◆ WRITTEN INSTRUCTION
The line containing "point: caudal fin" marks where to begin; quote it and every line after it through the end of the data, exactly as written.

◆ EXCERPTED RECORDS
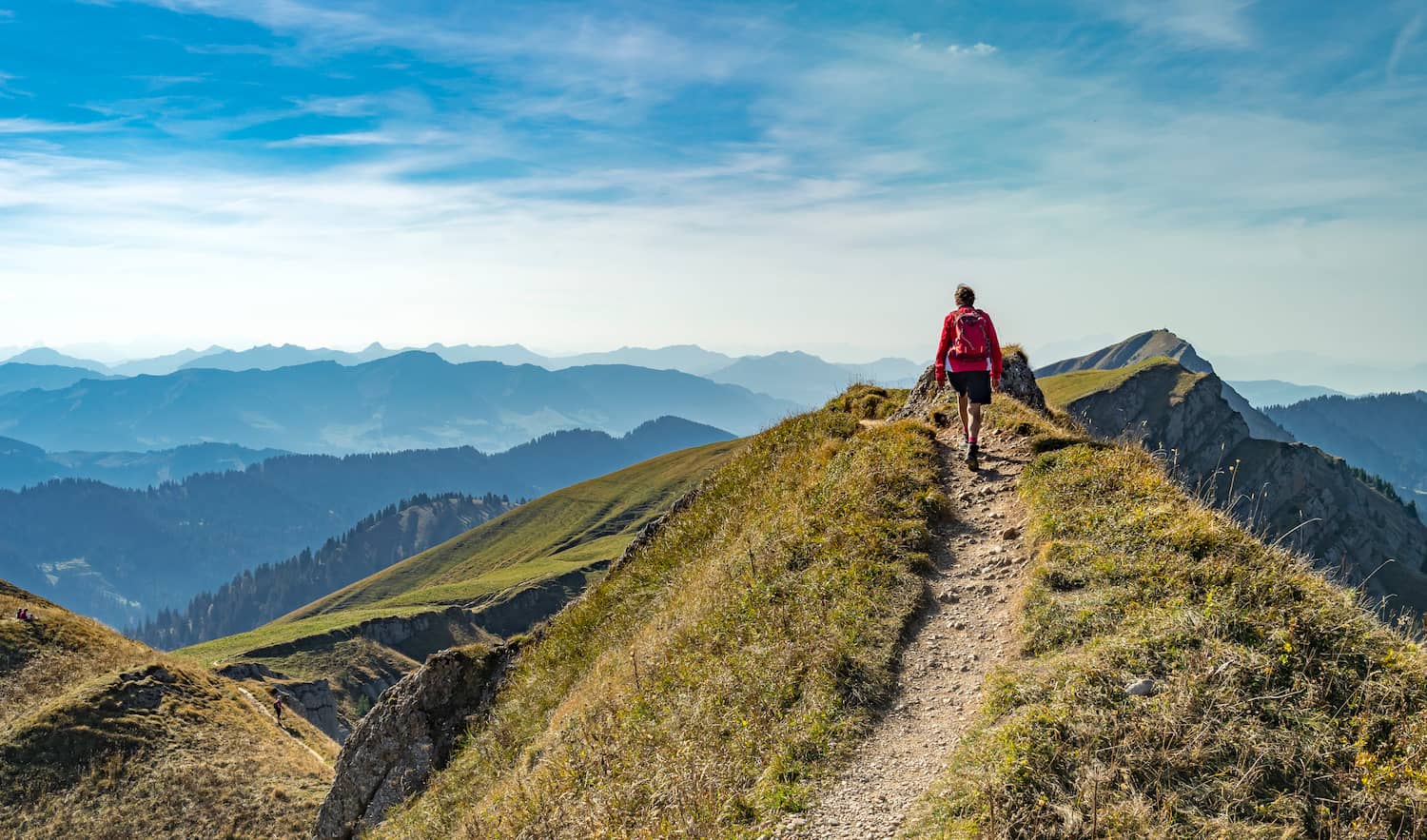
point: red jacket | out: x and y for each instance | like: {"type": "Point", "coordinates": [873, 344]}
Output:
{"type": "Point", "coordinates": [964, 365]}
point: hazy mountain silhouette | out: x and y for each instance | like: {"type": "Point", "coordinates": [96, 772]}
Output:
{"type": "Point", "coordinates": [43, 356]}
{"type": "Point", "coordinates": [23, 376]}
{"type": "Point", "coordinates": [408, 401]}
{"type": "Point", "coordinates": [120, 554]}
{"type": "Point", "coordinates": [23, 465]}
{"type": "Point", "coordinates": [1264, 393]}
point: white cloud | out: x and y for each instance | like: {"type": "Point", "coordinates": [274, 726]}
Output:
{"type": "Point", "coordinates": [1196, 23]}
{"type": "Point", "coordinates": [978, 49]}
{"type": "Point", "coordinates": [1403, 42]}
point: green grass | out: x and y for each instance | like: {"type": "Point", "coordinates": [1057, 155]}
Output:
{"type": "Point", "coordinates": [1066, 388]}
{"type": "Point", "coordinates": [545, 537]}
{"type": "Point", "coordinates": [699, 688]}
{"type": "Point", "coordinates": [80, 760]}
{"type": "Point", "coordinates": [1283, 709]}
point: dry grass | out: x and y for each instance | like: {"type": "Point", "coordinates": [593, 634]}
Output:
{"type": "Point", "coordinates": [80, 757]}
{"type": "Point", "coordinates": [696, 689]}
{"type": "Point", "coordinates": [1283, 709]}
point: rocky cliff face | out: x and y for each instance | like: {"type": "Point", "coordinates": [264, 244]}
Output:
{"type": "Point", "coordinates": [410, 734]}
{"type": "Point", "coordinates": [1281, 491]}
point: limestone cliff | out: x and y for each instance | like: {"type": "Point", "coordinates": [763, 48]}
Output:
{"type": "Point", "coordinates": [1283, 491]}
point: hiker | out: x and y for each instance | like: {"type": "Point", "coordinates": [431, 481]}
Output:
{"type": "Point", "coordinates": [969, 359]}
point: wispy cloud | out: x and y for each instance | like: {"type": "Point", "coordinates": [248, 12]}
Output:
{"type": "Point", "coordinates": [1196, 23]}
{"type": "Point", "coordinates": [1403, 42]}
{"type": "Point", "coordinates": [28, 126]}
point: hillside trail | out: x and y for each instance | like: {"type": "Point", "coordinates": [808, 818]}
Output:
{"type": "Point", "coordinates": [961, 634]}
{"type": "Point", "coordinates": [263, 711]}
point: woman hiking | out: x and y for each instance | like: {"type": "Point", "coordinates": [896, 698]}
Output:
{"type": "Point", "coordinates": [969, 359]}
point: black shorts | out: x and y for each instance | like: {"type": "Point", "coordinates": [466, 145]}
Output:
{"type": "Point", "coordinates": [975, 385]}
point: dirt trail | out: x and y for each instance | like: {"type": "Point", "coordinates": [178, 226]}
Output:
{"type": "Point", "coordinates": [263, 709]}
{"type": "Point", "coordinates": [964, 631]}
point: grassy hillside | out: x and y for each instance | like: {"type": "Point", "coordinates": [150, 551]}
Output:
{"type": "Point", "coordinates": [519, 566]}
{"type": "Point", "coordinates": [105, 737]}
{"type": "Point", "coordinates": [1065, 388]}
{"type": "Point", "coordinates": [1281, 708]}
{"type": "Point", "coordinates": [701, 685]}
{"type": "Point", "coordinates": [558, 532]}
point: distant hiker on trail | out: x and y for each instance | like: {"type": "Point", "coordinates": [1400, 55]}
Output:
{"type": "Point", "coordinates": [969, 357]}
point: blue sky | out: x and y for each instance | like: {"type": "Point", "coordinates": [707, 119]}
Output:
{"type": "Point", "coordinates": [745, 176]}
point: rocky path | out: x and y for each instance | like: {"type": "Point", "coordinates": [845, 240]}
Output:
{"type": "Point", "coordinates": [964, 631]}
{"type": "Point", "coordinates": [264, 711]}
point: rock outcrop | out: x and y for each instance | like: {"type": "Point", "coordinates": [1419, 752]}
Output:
{"type": "Point", "coordinates": [1016, 381]}
{"type": "Point", "coordinates": [408, 734]}
{"type": "Point", "coordinates": [1289, 492]}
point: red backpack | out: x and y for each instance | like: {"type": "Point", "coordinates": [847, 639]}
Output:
{"type": "Point", "coordinates": [972, 337]}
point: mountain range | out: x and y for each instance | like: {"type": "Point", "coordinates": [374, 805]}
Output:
{"type": "Point", "coordinates": [1384, 434]}
{"type": "Point", "coordinates": [143, 549]}
{"type": "Point", "coordinates": [408, 401]}
{"type": "Point", "coordinates": [798, 377]}
{"type": "Point", "coordinates": [1162, 342]}
{"type": "Point", "coordinates": [1286, 492]}
{"type": "Point", "coordinates": [23, 463]}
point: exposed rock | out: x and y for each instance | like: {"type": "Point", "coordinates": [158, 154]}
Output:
{"type": "Point", "coordinates": [1286, 492]}
{"type": "Point", "coordinates": [145, 688]}
{"type": "Point", "coordinates": [317, 703]}
{"type": "Point", "coordinates": [408, 734]}
{"type": "Point", "coordinates": [1142, 688]}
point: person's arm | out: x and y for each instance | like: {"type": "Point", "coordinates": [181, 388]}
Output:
{"type": "Point", "coordinates": [944, 348]}
{"type": "Point", "coordinates": [995, 354]}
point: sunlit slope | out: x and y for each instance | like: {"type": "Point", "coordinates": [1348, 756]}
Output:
{"type": "Point", "coordinates": [556, 535]}
{"type": "Point", "coordinates": [1065, 388]}
{"type": "Point", "coordinates": [106, 737]}
{"type": "Point", "coordinates": [699, 688]}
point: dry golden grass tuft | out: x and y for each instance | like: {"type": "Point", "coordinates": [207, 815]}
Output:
{"type": "Point", "coordinates": [699, 688]}
{"type": "Point", "coordinates": [1281, 706]}
{"type": "Point", "coordinates": [106, 737]}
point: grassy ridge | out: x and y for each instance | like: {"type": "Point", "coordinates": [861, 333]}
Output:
{"type": "Point", "coordinates": [558, 532]}
{"type": "Point", "coordinates": [1283, 709]}
{"type": "Point", "coordinates": [1065, 388]}
{"type": "Point", "coordinates": [699, 686]}
{"type": "Point", "coordinates": [105, 737]}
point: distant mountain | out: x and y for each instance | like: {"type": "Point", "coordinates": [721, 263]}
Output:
{"type": "Point", "coordinates": [1352, 525]}
{"type": "Point", "coordinates": [807, 380]}
{"type": "Point", "coordinates": [1264, 393]}
{"type": "Point", "coordinates": [494, 580]}
{"type": "Point", "coordinates": [1350, 376]}
{"type": "Point", "coordinates": [23, 465]}
{"type": "Point", "coordinates": [507, 354]}
{"type": "Point", "coordinates": [165, 364]}
{"type": "Point", "coordinates": [1162, 342]}
{"type": "Point", "coordinates": [25, 376]}
{"type": "Point", "coordinates": [122, 554]}
{"type": "Point", "coordinates": [43, 356]}
{"type": "Point", "coordinates": [1384, 434]}
{"type": "Point", "coordinates": [274, 589]}
{"type": "Point", "coordinates": [270, 357]}
{"type": "Point", "coordinates": [408, 401]}
{"type": "Point", "coordinates": [681, 357]}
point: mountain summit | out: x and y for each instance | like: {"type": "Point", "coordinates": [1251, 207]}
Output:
{"type": "Point", "coordinates": [1164, 344]}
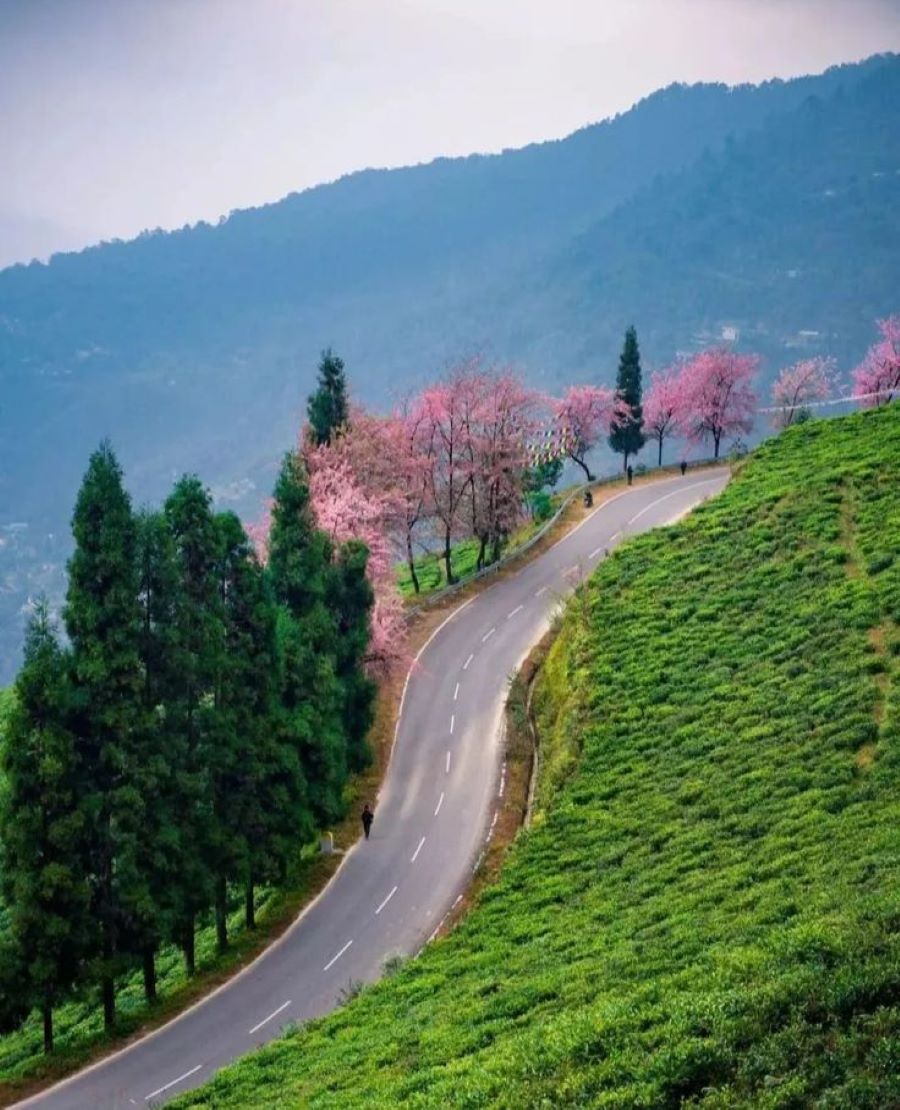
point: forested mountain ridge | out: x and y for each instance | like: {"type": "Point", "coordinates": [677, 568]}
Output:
{"type": "Point", "coordinates": [194, 350]}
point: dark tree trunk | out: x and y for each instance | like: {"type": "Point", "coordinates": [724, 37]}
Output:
{"type": "Point", "coordinates": [250, 909]}
{"type": "Point", "coordinates": [109, 1001]}
{"type": "Point", "coordinates": [48, 1028]}
{"type": "Point", "coordinates": [150, 974]}
{"type": "Point", "coordinates": [412, 562]}
{"type": "Point", "coordinates": [221, 910]}
{"type": "Point", "coordinates": [447, 558]}
{"type": "Point", "coordinates": [188, 947]}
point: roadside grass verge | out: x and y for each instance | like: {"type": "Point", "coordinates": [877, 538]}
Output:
{"type": "Point", "coordinates": [430, 565]}
{"type": "Point", "coordinates": [706, 908]}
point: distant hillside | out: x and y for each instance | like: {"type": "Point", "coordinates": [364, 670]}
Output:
{"type": "Point", "coordinates": [194, 350]}
{"type": "Point", "coordinates": [704, 911]}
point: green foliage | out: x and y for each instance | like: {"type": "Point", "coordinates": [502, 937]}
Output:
{"type": "Point", "coordinates": [178, 755]}
{"type": "Point", "coordinates": [546, 473]}
{"type": "Point", "coordinates": [627, 434]}
{"type": "Point", "coordinates": [705, 910]}
{"type": "Point", "coordinates": [42, 833]}
{"type": "Point", "coordinates": [540, 505]}
{"type": "Point", "coordinates": [327, 409]}
{"type": "Point", "coordinates": [102, 619]}
{"type": "Point", "coordinates": [311, 695]}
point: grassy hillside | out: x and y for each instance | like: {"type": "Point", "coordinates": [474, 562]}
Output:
{"type": "Point", "coordinates": [538, 256]}
{"type": "Point", "coordinates": [706, 908]}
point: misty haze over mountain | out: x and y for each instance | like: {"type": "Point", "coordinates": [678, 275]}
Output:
{"type": "Point", "coordinates": [770, 213]}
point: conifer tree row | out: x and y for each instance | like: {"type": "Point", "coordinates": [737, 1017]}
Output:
{"type": "Point", "coordinates": [199, 725]}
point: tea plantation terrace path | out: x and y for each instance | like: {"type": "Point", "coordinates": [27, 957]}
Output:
{"type": "Point", "coordinates": [432, 820]}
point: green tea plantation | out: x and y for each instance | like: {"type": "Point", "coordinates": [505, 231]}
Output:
{"type": "Point", "coordinates": [706, 909]}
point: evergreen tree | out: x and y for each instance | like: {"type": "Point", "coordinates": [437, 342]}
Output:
{"type": "Point", "coordinates": [327, 409]}
{"type": "Point", "coordinates": [311, 696]}
{"type": "Point", "coordinates": [102, 619]}
{"type": "Point", "coordinates": [627, 435]}
{"type": "Point", "coordinates": [263, 797]}
{"type": "Point", "coordinates": [195, 651]}
{"type": "Point", "coordinates": [158, 592]}
{"type": "Point", "coordinates": [42, 826]}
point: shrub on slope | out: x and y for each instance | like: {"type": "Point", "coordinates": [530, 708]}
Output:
{"type": "Point", "coordinates": [706, 909]}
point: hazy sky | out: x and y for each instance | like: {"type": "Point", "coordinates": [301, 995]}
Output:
{"type": "Point", "coordinates": [122, 114]}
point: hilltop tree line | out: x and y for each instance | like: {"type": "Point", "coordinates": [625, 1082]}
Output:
{"type": "Point", "coordinates": [469, 453]}
{"type": "Point", "coordinates": [216, 684]}
{"type": "Point", "coordinates": [198, 725]}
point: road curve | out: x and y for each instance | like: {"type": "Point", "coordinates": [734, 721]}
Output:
{"type": "Point", "coordinates": [432, 820]}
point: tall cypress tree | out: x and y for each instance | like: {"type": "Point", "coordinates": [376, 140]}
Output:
{"type": "Point", "coordinates": [42, 825]}
{"type": "Point", "coordinates": [195, 652]}
{"type": "Point", "coordinates": [327, 407]}
{"type": "Point", "coordinates": [262, 795]}
{"type": "Point", "coordinates": [102, 619]}
{"type": "Point", "coordinates": [311, 695]}
{"type": "Point", "coordinates": [627, 434]}
{"type": "Point", "coordinates": [158, 581]}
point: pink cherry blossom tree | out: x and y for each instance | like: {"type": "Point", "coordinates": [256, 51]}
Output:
{"type": "Point", "coordinates": [345, 508]}
{"type": "Point", "coordinates": [445, 407]}
{"type": "Point", "coordinates": [501, 419]}
{"type": "Point", "coordinates": [877, 379]}
{"type": "Point", "coordinates": [583, 419]}
{"type": "Point", "coordinates": [664, 405]}
{"type": "Point", "coordinates": [798, 385]}
{"type": "Point", "coordinates": [718, 399]}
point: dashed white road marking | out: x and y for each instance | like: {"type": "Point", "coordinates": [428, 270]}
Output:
{"type": "Point", "coordinates": [274, 1013]}
{"type": "Point", "coordinates": [668, 495]}
{"type": "Point", "coordinates": [386, 900]}
{"type": "Point", "coordinates": [165, 1087]}
{"type": "Point", "coordinates": [334, 959]}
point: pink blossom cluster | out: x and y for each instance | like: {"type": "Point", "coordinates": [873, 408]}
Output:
{"type": "Point", "coordinates": [877, 379]}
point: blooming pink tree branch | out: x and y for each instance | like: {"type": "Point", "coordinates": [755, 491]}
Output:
{"type": "Point", "coordinates": [345, 510]}
{"type": "Point", "coordinates": [583, 419]}
{"type": "Point", "coordinates": [798, 385]}
{"type": "Point", "coordinates": [717, 396]}
{"type": "Point", "coordinates": [877, 379]}
{"type": "Point", "coordinates": [501, 422]}
{"type": "Point", "coordinates": [663, 406]}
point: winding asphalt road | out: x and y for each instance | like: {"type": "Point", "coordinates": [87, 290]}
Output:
{"type": "Point", "coordinates": [432, 821]}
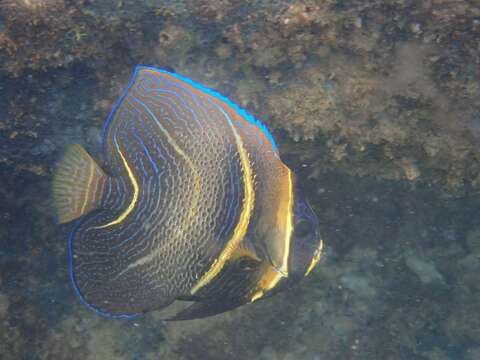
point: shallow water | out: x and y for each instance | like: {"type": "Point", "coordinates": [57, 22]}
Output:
{"type": "Point", "coordinates": [374, 106]}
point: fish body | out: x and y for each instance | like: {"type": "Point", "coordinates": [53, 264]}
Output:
{"type": "Point", "coordinates": [192, 203]}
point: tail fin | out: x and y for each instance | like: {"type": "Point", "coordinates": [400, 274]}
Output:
{"type": "Point", "coordinates": [78, 184]}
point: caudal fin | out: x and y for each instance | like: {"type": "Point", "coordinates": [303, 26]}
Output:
{"type": "Point", "coordinates": [78, 184]}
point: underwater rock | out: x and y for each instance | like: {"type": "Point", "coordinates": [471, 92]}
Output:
{"type": "Point", "coordinates": [4, 303]}
{"type": "Point", "coordinates": [424, 269]}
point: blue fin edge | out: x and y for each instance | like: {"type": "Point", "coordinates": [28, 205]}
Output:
{"type": "Point", "coordinates": [209, 91]}
{"type": "Point", "coordinates": [77, 290]}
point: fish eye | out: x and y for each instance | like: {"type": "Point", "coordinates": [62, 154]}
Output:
{"type": "Point", "coordinates": [303, 229]}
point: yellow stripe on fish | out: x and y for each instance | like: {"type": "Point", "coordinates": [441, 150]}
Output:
{"type": "Point", "coordinates": [194, 204]}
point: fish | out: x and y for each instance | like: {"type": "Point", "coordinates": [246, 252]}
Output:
{"type": "Point", "coordinates": [189, 203]}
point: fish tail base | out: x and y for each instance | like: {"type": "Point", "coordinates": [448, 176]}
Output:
{"type": "Point", "coordinates": [78, 184]}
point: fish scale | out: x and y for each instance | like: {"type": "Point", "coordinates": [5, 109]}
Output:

◆ EXPECTED OUTPUT
point: caudal fin | out: x and y for each instance | like: {"type": "Point", "coordinates": [303, 26]}
Output:
{"type": "Point", "coordinates": [78, 184]}
point: underwater rock | out: x and y for each instance | like: {"type": "Point", "coordinates": [471, 92]}
Output:
{"type": "Point", "coordinates": [4, 303]}
{"type": "Point", "coordinates": [424, 269]}
point: blue fin edge | out: x and y for each instance | like: {"type": "Point", "coordinates": [28, 205]}
Output:
{"type": "Point", "coordinates": [209, 91]}
{"type": "Point", "coordinates": [77, 290]}
point: fish eye | out: x and y for each instance | like: {"type": "Point", "coordinates": [62, 154]}
Output:
{"type": "Point", "coordinates": [303, 229]}
point: yellow stripe on fish | out: x and y for each instance | like: {"type": "Point", "coordinates": [441, 150]}
Output:
{"type": "Point", "coordinates": [194, 204]}
point: fish | out: x and y for each instance | like: {"type": "Point", "coordinates": [246, 252]}
Output:
{"type": "Point", "coordinates": [189, 203]}
point: fish tail base | out: x and y for each instance | like: {"type": "Point", "coordinates": [448, 176]}
Output:
{"type": "Point", "coordinates": [78, 184]}
point: fish scale | out: x and y for each instance | like: {"type": "Point", "coordinates": [5, 109]}
Output:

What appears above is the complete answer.